Dataset records:
[Start]
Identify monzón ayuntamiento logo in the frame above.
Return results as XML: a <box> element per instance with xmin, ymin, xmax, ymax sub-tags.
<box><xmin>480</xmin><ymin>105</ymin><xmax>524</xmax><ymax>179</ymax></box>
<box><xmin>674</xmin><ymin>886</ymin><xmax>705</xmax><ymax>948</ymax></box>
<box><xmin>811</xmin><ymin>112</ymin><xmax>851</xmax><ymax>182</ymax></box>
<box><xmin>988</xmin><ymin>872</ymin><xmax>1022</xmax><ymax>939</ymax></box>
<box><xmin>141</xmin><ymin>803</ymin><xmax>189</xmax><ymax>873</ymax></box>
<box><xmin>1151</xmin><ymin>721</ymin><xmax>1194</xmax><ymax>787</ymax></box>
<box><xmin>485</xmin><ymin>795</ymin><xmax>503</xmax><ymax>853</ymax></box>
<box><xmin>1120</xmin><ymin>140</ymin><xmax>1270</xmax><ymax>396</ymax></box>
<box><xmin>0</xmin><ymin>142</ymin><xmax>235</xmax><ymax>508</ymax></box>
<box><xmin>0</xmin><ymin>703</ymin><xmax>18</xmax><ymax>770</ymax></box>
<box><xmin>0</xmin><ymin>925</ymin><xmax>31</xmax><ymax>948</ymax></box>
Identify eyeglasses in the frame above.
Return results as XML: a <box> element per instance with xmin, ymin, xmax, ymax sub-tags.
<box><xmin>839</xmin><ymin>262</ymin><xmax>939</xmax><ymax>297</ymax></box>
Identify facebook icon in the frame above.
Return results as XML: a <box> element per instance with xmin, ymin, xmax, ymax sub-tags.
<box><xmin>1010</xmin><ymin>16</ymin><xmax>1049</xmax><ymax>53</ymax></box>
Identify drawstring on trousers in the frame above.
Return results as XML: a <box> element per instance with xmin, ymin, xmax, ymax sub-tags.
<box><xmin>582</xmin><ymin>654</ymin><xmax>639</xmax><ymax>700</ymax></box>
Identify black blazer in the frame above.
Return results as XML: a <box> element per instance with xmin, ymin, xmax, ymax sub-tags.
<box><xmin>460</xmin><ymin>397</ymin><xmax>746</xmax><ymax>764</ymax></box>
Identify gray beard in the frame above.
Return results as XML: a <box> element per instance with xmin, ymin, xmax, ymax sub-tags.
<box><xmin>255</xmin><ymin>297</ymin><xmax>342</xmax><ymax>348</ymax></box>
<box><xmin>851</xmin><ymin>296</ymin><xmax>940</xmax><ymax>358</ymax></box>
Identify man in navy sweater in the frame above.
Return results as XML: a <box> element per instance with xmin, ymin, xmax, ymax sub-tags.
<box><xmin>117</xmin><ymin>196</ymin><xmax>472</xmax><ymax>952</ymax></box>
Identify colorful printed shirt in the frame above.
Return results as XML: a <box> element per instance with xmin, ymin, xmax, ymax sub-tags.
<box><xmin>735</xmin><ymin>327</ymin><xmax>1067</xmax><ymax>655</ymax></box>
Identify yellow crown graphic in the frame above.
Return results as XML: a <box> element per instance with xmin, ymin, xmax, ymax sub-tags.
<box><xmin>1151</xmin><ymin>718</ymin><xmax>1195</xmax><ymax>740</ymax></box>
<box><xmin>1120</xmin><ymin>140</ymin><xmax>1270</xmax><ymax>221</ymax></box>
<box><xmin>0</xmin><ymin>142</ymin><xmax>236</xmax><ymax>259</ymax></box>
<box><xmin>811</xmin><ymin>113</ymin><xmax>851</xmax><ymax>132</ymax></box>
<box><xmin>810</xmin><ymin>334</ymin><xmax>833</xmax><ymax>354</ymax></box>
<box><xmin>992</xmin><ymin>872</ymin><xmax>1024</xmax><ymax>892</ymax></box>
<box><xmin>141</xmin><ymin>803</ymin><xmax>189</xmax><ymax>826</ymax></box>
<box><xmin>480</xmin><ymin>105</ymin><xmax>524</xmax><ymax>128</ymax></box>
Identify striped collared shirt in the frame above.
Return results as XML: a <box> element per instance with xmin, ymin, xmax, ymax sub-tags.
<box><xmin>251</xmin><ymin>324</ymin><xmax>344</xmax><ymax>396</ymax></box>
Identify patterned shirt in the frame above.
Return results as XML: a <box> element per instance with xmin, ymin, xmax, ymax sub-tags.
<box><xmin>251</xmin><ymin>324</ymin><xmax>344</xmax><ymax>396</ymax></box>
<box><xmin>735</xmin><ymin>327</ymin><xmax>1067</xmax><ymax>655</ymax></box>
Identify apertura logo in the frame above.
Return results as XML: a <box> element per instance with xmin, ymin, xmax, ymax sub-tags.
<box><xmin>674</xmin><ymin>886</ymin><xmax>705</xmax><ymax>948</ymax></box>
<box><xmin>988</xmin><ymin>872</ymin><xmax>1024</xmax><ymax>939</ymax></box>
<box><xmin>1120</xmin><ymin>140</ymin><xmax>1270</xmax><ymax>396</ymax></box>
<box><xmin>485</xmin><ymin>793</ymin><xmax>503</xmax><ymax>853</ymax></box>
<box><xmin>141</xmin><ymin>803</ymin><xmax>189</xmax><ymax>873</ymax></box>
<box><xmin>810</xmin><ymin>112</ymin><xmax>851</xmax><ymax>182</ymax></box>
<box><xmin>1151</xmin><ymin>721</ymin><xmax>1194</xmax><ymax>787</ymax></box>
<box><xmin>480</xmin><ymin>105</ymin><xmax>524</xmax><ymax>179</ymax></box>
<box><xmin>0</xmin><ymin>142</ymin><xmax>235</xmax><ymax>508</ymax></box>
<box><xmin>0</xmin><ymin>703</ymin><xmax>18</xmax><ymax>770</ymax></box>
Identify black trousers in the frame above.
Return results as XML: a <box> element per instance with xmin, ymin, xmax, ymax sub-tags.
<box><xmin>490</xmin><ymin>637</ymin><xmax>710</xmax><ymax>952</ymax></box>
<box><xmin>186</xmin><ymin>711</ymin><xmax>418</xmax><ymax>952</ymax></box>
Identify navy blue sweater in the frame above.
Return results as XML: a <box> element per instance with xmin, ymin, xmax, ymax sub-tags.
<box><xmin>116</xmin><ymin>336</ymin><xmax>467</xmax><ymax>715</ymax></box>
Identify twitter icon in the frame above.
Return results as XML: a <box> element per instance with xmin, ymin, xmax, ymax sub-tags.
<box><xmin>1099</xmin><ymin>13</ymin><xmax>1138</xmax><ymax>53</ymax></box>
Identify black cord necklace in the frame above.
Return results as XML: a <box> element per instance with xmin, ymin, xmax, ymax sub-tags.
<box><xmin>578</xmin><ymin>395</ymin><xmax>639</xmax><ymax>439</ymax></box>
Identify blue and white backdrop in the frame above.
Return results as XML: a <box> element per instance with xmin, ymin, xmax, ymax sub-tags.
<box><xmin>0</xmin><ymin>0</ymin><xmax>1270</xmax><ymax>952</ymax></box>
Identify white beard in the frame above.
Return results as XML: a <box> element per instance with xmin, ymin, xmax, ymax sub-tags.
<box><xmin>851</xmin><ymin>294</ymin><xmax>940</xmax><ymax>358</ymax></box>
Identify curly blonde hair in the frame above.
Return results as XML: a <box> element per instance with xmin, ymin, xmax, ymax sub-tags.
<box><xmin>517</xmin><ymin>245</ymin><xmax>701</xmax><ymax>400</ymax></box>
[End]
WHAT IS NEEDED:
Reproduce the data above line for line, with no changes.

RESULT OF THE TASK:
Identify monzón ayuntamiento logo in the frame above.
Return results as XML: a <box> element per instance with xmin, ymin, xmax, ymax sub-tags.
<box><xmin>480</xmin><ymin>105</ymin><xmax>524</xmax><ymax>179</ymax></box>
<box><xmin>674</xmin><ymin>886</ymin><xmax>705</xmax><ymax>948</ymax></box>
<box><xmin>811</xmin><ymin>112</ymin><xmax>851</xmax><ymax>182</ymax></box>
<box><xmin>988</xmin><ymin>872</ymin><xmax>1022</xmax><ymax>939</ymax></box>
<box><xmin>141</xmin><ymin>803</ymin><xmax>189</xmax><ymax>873</ymax></box>
<box><xmin>1151</xmin><ymin>721</ymin><xmax>1194</xmax><ymax>787</ymax></box>
<box><xmin>485</xmin><ymin>795</ymin><xmax>503</xmax><ymax>853</ymax></box>
<box><xmin>1120</xmin><ymin>140</ymin><xmax>1270</xmax><ymax>396</ymax></box>
<box><xmin>0</xmin><ymin>142</ymin><xmax>235</xmax><ymax>508</ymax></box>
<box><xmin>0</xmin><ymin>703</ymin><xmax>18</xmax><ymax>770</ymax></box>
<box><xmin>0</xmin><ymin>925</ymin><xmax>31</xmax><ymax>948</ymax></box>
Identify eyeglasses in the frame above.
Return results as XML: a <box> element per instance with xmin, ymin, xmax, ymax sub-tags.
<box><xmin>839</xmin><ymin>262</ymin><xmax>939</xmax><ymax>297</ymax></box>
Identify facebook icon in the frame above.
Return results as XML: a <box> element per instance with xmin, ymin, xmax, ymax sub-tags.
<box><xmin>1010</xmin><ymin>16</ymin><xmax>1049</xmax><ymax>53</ymax></box>
Identify drawstring on trousers in the frame above.
Return results as XML: a <box> element per instance with xmin, ymin, xmax, ymax sub-tags.
<box><xmin>582</xmin><ymin>654</ymin><xmax>639</xmax><ymax>700</ymax></box>
Identify black blazer in the frame above.
Return results as XML: a <box> element per instance with xmin, ymin, xmax, ymax sub-tags.
<box><xmin>460</xmin><ymin>397</ymin><xmax>746</xmax><ymax>764</ymax></box>
Identify gray beard in the frame above.
Return results as XML: a <box> element per instance with xmin, ymin, xmax, ymax sub-tags.
<box><xmin>255</xmin><ymin>297</ymin><xmax>342</xmax><ymax>348</ymax></box>
<box><xmin>851</xmin><ymin>296</ymin><xmax>940</xmax><ymax>358</ymax></box>
Identify man in navy sweater in the frame above.
Return results as XML: a <box> element per instance with xmin, ymin, xmax, ymax sub-tags.
<box><xmin>117</xmin><ymin>196</ymin><xmax>472</xmax><ymax>952</ymax></box>
Identify colorful printed shirt in the frame above.
Return results as XML: a <box> element per instance with xmin, ymin, xmax, ymax sub-tags.
<box><xmin>735</xmin><ymin>327</ymin><xmax>1067</xmax><ymax>655</ymax></box>
Identify yellow crown graphic in the frame above.
Return results as XML: a <box> element per instance with xmin, ymin, xmax, ymax sub-tags.
<box><xmin>1151</xmin><ymin>718</ymin><xmax>1195</xmax><ymax>740</ymax></box>
<box><xmin>1120</xmin><ymin>140</ymin><xmax>1270</xmax><ymax>221</ymax></box>
<box><xmin>0</xmin><ymin>142</ymin><xmax>236</xmax><ymax>259</ymax></box>
<box><xmin>811</xmin><ymin>113</ymin><xmax>851</xmax><ymax>132</ymax></box>
<box><xmin>810</xmin><ymin>334</ymin><xmax>833</xmax><ymax>354</ymax></box>
<box><xmin>992</xmin><ymin>872</ymin><xmax>1024</xmax><ymax>892</ymax></box>
<box><xmin>141</xmin><ymin>803</ymin><xmax>189</xmax><ymax>826</ymax></box>
<box><xmin>480</xmin><ymin>105</ymin><xmax>524</xmax><ymax>128</ymax></box>
Identify striped collared shirt in the frame above.
Return results as XML: a <box> element per instance with xmin, ymin, xmax, ymax sub-tags.
<box><xmin>251</xmin><ymin>324</ymin><xmax>344</xmax><ymax>396</ymax></box>
Identify patterned shirt in the frame above.
Return results as XML: a <box> element per instance with xmin, ymin, xmax, ymax sub-tags.
<box><xmin>251</xmin><ymin>324</ymin><xmax>344</xmax><ymax>396</ymax></box>
<box><xmin>735</xmin><ymin>327</ymin><xmax>1067</xmax><ymax>655</ymax></box>
Identify apertura logo in the frame above.
Return results as XML: a <box> element per instance with xmin, ymin, xmax, ymax sub-tags.
<box><xmin>674</xmin><ymin>886</ymin><xmax>705</xmax><ymax>948</ymax></box>
<box><xmin>988</xmin><ymin>872</ymin><xmax>1024</xmax><ymax>939</ymax></box>
<box><xmin>1120</xmin><ymin>140</ymin><xmax>1270</xmax><ymax>396</ymax></box>
<box><xmin>485</xmin><ymin>793</ymin><xmax>503</xmax><ymax>853</ymax></box>
<box><xmin>141</xmin><ymin>803</ymin><xmax>189</xmax><ymax>873</ymax></box>
<box><xmin>810</xmin><ymin>112</ymin><xmax>851</xmax><ymax>182</ymax></box>
<box><xmin>1151</xmin><ymin>721</ymin><xmax>1194</xmax><ymax>787</ymax></box>
<box><xmin>480</xmin><ymin>105</ymin><xmax>524</xmax><ymax>179</ymax></box>
<box><xmin>0</xmin><ymin>142</ymin><xmax>235</xmax><ymax>508</ymax></box>
<box><xmin>0</xmin><ymin>703</ymin><xmax>18</xmax><ymax>770</ymax></box>
Identify black trousers in the frame above.
Return results as XML: a <box> element per instance with xmin, ymin, xmax, ymax sub-tags.
<box><xmin>490</xmin><ymin>637</ymin><xmax>710</xmax><ymax>952</ymax></box>
<box><xmin>186</xmin><ymin>711</ymin><xmax>418</xmax><ymax>952</ymax></box>
Identify navy blue sweater in the frame above.
Return results as XML: a <box> element per instance with xmin, ymin, xmax, ymax sub-tags.
<box><xmin>116</xmin><ymin>336</ymin><xmax>467</xmax><ymax>715</ymax></box>
Identify twitter icon in the frame above.
Return results as XML: a <box> element per instance with xmin, ymin, xmax, ymax sub-tags.
<box><xmin>1099</xmin><ymin>13</ymin><xmax>1138</xmax><ymax>53</ymax></box>
Identify black cord necklace in the frame above.
Return results as XML: a <box> element per instance with xmin, ymin, xmax, ymax sub-tags.
<box><xmin>578</xmin><ymin>395</ymin><xmax>639</xmax><ymax>439</ymax></box>
Identify blue and white backdrop in the frame above.
Return results as XML: a <box> element per instance with xmin, ymin, xmax, ymax sub-tags.
<box><xmin>0</xmin><ymin>0</ymin><xmax>1270</xmax><ymax>952</ymax></box>
Identify white beard in the frame above.
Return results as XML: a <box> element per instance with xmin, ymin, xmax, ymax sub-tags.
<box><xmin>851</xmin><ymin>294</ymin><xmax>940</xmax><ymax>358</ymax></box>
Identify curly blonde hair in the frame above.
Return results as XML: a <box> element per instance with xmin, ymin, xmax, ymax sub-tags.
<box><xmin>517</xmin><ymin>245</ymin><xmax>701</xmax><ymax>400</ymax></box>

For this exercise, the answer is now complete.